::: EXTRACT PROVIDED

First up was a British film we had very low expectations for called “Perfect Sense”. The description didn’t sound like our thing, but it had Ewan McGregor and Eva Green and sometimes, after a while, you just want to see something with people you recognize. Good thing we did. It was an extremely unique spin on a disaster/virus movie where people all over the world suddenly get very depressed, then lose their senses one by one. Ewan is a chef and Eva is a doctor who meet when it's just starting and come together as the virus slowly takes hold and it all makes for one of the most human, sexy, inventive and captivating movie experiences I’ve had in a while. A lot of that is due to my low expectations and general disinterest in this kind of subject matter. But, it showed me that you can’t underestimate the visceral power of beautiful actors and a unique idea. It’s gold. If/when this comes out be sure to track it down. A hidden gem. Score: 8.5.
A quick note about seeing stars. In the crowds of people that show up for these movies, you’d swear half of them are small character actors. It’s like looking through dense fog at people you may or may not have gone to junior high with. Every now and then you see a face and think “in a different context that may have been that one person from that one show”.

::::::

- _WORK REQUEST_
Pick up the festival film review after its last sentence and keep writing in the same casual first-person voice. The records that follow were drawn from a separate source and are unrelated to the film review.

::: DATA SUPPLIED

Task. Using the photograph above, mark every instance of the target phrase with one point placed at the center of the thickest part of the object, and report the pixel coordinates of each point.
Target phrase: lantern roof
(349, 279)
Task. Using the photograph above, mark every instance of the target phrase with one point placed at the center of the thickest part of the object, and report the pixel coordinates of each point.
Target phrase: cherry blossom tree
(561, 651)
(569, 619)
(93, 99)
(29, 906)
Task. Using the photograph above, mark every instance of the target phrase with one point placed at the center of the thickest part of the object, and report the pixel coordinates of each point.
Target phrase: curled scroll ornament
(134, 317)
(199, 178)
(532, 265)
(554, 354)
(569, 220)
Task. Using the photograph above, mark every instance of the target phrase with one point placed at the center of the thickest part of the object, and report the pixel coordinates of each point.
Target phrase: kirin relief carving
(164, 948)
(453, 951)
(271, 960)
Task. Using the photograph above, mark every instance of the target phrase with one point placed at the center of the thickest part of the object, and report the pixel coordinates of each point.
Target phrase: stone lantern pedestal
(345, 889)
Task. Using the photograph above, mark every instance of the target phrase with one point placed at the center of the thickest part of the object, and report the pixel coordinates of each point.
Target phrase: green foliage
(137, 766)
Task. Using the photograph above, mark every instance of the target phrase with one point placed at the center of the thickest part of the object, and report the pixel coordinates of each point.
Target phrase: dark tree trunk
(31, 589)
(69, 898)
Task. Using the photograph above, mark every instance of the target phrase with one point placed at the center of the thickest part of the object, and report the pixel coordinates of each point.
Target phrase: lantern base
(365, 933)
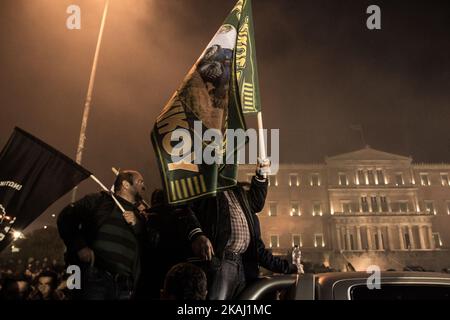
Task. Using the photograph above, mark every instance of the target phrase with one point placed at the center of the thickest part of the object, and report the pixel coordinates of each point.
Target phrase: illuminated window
(319, 240)
(424, 180)
(346, 207)
(370, 177)
(317, 209)
(361, 177)
(273, 209)
(399, 179)
(444, 179)
(297, 240)
(293, 180)
(429, 207)
(315, 180)
(295, 211)
(364, 204)
(374, 203)
(343, 181)
(274, 241)
(403, 206)
(384, 204)
(380, 176)
(437, 239)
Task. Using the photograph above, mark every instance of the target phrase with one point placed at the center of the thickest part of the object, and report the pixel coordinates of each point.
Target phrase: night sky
(321, 70)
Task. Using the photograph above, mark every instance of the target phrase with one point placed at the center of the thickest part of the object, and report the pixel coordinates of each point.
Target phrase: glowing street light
(17, 235)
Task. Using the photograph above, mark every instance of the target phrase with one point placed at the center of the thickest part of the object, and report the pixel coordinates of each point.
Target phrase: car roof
(335, 276)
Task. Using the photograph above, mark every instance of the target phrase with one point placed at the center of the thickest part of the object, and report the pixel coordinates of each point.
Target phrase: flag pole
(87, 104)
(107, 190)
(262, 144)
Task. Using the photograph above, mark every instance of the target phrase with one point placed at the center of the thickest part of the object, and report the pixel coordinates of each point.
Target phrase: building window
(295, 211)
(273, 181)
(403, 206)
(378, 238)
(384, 204)
(317, 209)
(374, 203)
(429, 207)
(315, 180)
(274, 241)
(364, 204)
(380, 177)
(444, 179)
(424, 180)
(272, 209)
(297, 240)
(437, 239)
(343, 181)
(361, 177)
(318, 240)
(346, 207)
(293, 180)
(399, 179)
(370, 177)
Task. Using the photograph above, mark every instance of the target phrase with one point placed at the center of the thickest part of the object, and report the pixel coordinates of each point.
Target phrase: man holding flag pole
(220, 88)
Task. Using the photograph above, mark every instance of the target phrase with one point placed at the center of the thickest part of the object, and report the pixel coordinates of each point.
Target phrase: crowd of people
(33, 279)
(126, 249)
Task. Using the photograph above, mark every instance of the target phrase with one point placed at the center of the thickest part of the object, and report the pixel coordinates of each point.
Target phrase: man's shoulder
(96, 197)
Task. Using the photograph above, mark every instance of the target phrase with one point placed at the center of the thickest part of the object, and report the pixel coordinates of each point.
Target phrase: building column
(347, 239)
(390, 241)
(338, 239)
(411, 237)
(369, 238)
(379, 239)
(423, 245)
(400, 237)
(430, 238)
(358, 238)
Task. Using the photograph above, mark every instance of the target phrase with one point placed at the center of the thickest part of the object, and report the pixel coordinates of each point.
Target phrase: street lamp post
(87, 103)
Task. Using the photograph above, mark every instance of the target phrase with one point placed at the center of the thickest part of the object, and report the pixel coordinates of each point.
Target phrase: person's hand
(86, 255)
(203, 248)
(130, 217)
(263, 167)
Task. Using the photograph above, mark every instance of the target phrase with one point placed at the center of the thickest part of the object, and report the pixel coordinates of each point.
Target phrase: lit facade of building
(367, 207)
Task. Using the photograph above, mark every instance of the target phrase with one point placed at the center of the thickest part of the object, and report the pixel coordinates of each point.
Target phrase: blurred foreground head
(185, 281)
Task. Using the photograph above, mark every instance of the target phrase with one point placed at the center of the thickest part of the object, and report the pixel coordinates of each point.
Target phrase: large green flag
(221, 87)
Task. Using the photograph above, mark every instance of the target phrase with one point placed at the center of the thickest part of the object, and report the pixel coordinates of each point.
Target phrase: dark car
(352, 286)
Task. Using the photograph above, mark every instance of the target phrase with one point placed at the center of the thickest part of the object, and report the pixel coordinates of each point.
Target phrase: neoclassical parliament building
(366, 207)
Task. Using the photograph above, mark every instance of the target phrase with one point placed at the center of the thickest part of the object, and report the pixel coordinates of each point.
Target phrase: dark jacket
(79, 222)
(212, 218)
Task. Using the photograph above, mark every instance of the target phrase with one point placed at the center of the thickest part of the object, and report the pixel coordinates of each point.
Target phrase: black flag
(33, 175)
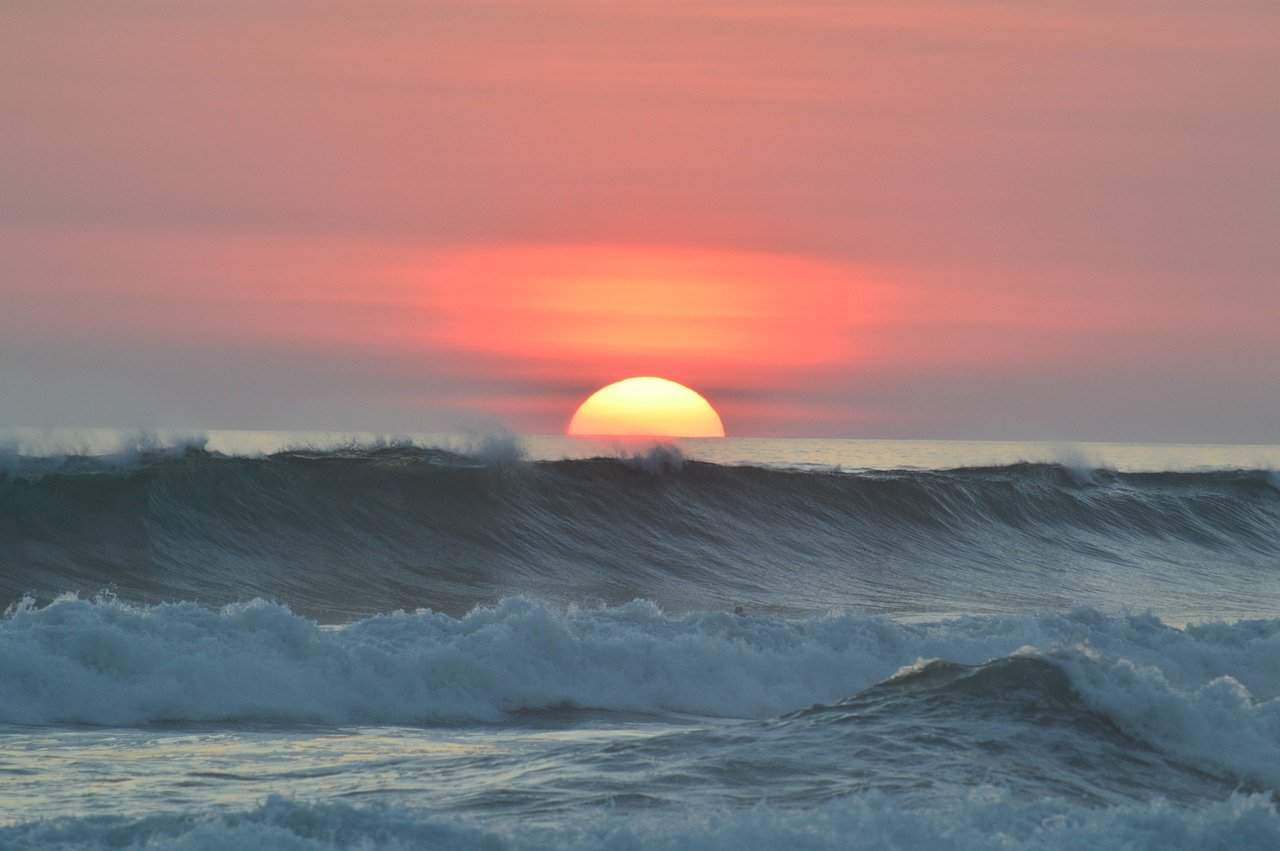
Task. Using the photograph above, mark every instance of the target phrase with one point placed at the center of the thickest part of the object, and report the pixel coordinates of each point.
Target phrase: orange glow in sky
(647, 407)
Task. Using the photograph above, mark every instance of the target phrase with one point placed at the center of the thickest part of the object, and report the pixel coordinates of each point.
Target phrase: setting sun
(648, 407)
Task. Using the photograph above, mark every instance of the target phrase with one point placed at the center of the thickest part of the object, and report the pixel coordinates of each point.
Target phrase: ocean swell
(347, 532)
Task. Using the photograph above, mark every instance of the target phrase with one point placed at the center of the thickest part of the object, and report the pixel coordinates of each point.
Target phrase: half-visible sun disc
(647, 407)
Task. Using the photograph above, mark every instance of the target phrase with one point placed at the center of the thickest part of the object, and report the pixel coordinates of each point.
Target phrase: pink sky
(868, 219)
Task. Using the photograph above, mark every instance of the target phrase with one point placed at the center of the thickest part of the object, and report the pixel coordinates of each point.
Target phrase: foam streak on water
(396, 646)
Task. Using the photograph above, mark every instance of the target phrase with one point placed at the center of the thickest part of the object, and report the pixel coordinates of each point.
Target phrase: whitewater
(274, 641)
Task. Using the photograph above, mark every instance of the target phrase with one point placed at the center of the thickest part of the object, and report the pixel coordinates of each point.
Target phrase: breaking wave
(1207, 694)
(346, 532)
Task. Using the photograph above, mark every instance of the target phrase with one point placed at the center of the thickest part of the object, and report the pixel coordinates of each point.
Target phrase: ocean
(293, 640)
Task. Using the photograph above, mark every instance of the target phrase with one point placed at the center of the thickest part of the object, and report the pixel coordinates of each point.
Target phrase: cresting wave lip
(1205, 694)
(346, 532)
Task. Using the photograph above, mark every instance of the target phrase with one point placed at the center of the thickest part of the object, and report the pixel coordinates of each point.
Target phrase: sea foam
(988, 822)
(1207, 692)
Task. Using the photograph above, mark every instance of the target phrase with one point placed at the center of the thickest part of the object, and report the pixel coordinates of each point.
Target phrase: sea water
(314, 641)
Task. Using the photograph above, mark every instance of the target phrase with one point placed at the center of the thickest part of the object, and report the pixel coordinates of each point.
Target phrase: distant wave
(350, 531)
(1207, 694)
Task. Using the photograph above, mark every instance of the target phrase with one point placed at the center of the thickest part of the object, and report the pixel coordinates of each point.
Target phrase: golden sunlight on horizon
(647, 407)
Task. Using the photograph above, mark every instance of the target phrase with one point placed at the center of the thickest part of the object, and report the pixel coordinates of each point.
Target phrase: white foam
(1208, 692)
(990, 820)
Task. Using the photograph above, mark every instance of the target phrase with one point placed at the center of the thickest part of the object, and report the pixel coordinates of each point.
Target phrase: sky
(878, 219)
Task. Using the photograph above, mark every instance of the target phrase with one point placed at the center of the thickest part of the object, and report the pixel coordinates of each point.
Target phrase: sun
(647, 407)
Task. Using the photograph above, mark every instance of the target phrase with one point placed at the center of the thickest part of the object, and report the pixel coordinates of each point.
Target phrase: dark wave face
(346, 532)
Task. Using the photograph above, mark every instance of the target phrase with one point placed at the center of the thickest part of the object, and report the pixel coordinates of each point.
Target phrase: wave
(356, 530)
(987, 822)
(1207, 694)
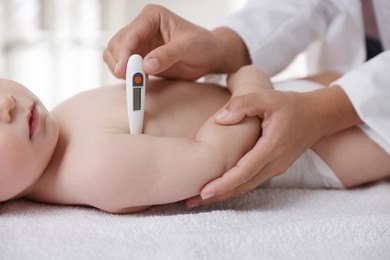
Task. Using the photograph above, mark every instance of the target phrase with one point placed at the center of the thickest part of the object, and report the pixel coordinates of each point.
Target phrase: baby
(81, 153)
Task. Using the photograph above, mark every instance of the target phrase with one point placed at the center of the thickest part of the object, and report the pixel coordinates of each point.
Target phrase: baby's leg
(351, 154)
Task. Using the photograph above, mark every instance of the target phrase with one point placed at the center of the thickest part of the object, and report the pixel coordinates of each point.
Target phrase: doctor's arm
(293, 122)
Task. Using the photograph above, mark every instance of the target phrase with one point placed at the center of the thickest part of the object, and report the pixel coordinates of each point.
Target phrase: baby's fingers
(239, 107)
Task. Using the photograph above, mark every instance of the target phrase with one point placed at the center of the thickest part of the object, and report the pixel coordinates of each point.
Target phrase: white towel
(264, 224)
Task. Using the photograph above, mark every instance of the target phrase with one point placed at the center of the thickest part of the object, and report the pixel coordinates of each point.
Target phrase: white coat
(276, 31)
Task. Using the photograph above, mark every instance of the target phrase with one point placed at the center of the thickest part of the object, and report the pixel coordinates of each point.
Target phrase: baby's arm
(248, 79)
(131, 171)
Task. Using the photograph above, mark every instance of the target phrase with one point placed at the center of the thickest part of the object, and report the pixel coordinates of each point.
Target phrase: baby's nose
(7, 104)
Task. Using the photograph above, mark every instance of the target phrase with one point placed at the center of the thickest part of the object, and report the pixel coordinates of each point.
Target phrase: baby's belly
(177, 108)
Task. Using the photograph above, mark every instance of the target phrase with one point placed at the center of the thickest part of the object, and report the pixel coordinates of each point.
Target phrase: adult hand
(292, 122)
(173, 47)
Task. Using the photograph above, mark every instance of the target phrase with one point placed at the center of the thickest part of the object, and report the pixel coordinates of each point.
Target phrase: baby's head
(28, 135)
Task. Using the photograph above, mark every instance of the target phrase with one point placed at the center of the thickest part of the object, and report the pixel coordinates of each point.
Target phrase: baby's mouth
(33, 121)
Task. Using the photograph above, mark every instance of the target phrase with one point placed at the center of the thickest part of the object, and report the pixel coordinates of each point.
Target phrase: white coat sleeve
(368, 88)
(276, 31)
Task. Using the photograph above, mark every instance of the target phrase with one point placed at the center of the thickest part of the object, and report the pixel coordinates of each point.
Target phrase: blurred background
(54, 47)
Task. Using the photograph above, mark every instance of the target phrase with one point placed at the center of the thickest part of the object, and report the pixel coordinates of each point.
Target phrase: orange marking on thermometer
(135, 93)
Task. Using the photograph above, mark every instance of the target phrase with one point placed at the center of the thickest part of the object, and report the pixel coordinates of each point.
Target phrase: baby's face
(28, 135)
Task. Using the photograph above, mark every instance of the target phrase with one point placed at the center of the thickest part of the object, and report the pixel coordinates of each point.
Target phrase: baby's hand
(248, 79)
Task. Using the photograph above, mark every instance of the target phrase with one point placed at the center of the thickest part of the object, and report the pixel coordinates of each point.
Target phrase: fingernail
(222, 114)
(193, 204)
(154, 65)
(207, 196)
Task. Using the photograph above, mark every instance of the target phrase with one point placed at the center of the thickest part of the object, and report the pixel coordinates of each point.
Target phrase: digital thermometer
(135, 93)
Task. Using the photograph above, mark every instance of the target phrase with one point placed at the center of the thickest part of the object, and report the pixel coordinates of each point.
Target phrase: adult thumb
(162, 58)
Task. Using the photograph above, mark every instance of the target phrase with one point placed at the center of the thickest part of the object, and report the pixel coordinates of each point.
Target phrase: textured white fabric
(264, 224)
(309, 171)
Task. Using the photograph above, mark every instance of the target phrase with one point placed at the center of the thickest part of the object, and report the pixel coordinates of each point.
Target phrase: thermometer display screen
(136, 98)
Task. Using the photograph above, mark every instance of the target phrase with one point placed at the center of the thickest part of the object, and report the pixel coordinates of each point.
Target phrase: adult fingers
(165, 56)
(244, 171)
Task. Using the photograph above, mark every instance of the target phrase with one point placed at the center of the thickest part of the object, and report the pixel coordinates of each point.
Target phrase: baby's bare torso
(172, 108)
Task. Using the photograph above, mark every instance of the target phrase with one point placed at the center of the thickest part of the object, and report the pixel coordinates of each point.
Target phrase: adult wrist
(233, 53)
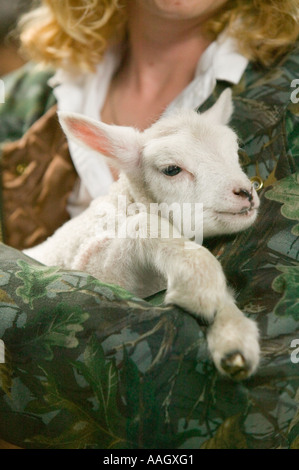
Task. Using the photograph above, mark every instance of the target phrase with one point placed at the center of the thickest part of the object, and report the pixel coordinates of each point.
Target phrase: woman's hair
(77, 32)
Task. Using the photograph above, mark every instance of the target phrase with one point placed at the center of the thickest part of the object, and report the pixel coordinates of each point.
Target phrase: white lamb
(182, 158)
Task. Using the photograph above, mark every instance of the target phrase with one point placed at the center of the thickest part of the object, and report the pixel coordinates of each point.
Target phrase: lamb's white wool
(183, 158)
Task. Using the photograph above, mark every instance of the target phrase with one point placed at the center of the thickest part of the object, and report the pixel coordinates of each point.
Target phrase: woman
(127, 64)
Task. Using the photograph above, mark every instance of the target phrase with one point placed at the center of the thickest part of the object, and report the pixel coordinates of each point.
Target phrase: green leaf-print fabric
(91, 366)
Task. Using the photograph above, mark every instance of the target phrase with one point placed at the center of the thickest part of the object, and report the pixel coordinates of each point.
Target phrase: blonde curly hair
(77, 32)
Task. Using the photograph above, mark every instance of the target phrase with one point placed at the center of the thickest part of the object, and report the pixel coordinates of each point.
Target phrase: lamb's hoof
(235, 366)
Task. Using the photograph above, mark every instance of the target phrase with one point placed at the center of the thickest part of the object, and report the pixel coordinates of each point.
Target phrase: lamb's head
(183, 158)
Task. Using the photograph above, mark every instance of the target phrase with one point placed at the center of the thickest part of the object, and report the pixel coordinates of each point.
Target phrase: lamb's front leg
(194, 280)
(197, 283)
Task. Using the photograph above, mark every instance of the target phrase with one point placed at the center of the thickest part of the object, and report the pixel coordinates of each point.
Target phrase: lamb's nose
(244, 194)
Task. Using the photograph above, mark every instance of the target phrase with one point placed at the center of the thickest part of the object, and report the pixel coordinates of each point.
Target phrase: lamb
(182, 158)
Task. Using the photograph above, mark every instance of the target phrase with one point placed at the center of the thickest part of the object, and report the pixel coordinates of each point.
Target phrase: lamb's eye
(172, 170)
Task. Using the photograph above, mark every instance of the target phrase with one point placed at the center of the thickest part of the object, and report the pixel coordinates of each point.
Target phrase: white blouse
(86, 94)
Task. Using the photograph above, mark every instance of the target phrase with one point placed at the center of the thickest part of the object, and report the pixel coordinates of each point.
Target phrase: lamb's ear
(222, 110)
(118, 143)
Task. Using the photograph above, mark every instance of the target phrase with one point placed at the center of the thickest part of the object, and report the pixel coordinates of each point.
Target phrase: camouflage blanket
(88, 365)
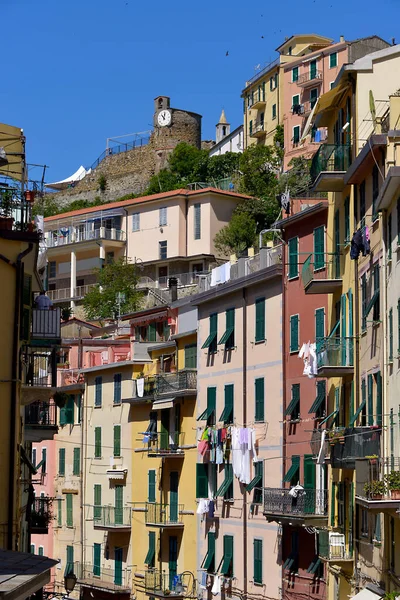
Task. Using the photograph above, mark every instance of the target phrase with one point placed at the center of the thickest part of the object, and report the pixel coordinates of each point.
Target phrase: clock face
(164, 118)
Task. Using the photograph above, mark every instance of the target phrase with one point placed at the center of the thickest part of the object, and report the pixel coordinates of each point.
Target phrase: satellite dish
(372, 109)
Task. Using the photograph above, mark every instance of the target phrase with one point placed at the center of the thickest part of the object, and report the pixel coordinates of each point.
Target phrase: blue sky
(77, 72)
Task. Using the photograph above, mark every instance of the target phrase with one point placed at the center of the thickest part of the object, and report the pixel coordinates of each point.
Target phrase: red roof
(170, 194)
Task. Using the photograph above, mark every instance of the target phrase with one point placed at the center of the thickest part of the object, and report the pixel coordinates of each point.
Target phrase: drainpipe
(14, 397)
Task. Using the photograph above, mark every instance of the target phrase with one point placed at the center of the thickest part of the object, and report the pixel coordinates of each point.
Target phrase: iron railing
(320, 266)
(308, 502)
(330, 157)
(46, 324)
(163, 514)
(41, 414)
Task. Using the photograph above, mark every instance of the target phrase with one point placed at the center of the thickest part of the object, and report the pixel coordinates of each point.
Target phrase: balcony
(166, 445)
(40, 421)
(115, 581)
(335, 357)
(329, 166)
(162, 585)
(41, 515)
(258, 130)
(309, 506)
(354, 443)
(111, 518)
(46, 324)
(164, 515)
(332, 547)
(312, 78)
(321, 274)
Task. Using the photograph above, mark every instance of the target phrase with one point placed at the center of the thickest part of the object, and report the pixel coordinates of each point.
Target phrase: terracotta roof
(142, 199)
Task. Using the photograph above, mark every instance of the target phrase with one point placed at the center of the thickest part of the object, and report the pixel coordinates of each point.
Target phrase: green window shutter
(293, 244)
(151, 490)
(370, 401)
(98, 382)
(77, 462)
(61, 462)
(319, 324)
(117, 440)
(257, 553)
(117, 388)
(97, 502)
(69, 502)
(201, 480)
(259, 398)
(96, 559)
(294, 333)
(260, 320)
(319, 248)
(59, 512)
(97, 442)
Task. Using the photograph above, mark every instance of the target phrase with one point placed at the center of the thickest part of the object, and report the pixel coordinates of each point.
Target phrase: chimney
(173, 288)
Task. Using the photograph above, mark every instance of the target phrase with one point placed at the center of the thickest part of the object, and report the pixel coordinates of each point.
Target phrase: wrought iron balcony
(335, 356)
(164, 515)
(321, 273)
(109, 517)
(329, 166)
(41, 515)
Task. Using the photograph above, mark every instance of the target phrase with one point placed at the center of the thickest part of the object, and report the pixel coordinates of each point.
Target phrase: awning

::::::

- _ANSWER TO THIS PROBLEM_
Our last tickets of the festival were for whatever film won the best documentary prize. Last year it ended up being “Restrepo” which was just nominated for an Oscar. There were many in the running that we really wanted to see, especially one about the guy behind Elmo. We were bummed when the winner was announced to be “How To Die In Oregon” about people who take advantage of the physician-assisted suicide that is allowed in the state, one of the ones we were not jonesing for. However, it ended up being extremely heartfelt and involving. One of the primary participants is a sweet lady named Cody Curtis, a 50 something year old mother of two who has stomach cancer. We follow her for about a year as she prepares to die, says goodbye to friends, gives her belongings away, and even lives longer than she was initially told she would which causes some consternation over whether to go through with the suicide or when. You come away feeling very blessed that you got to get to know this amazing woman during her last days on earth and feel of her love and spirit.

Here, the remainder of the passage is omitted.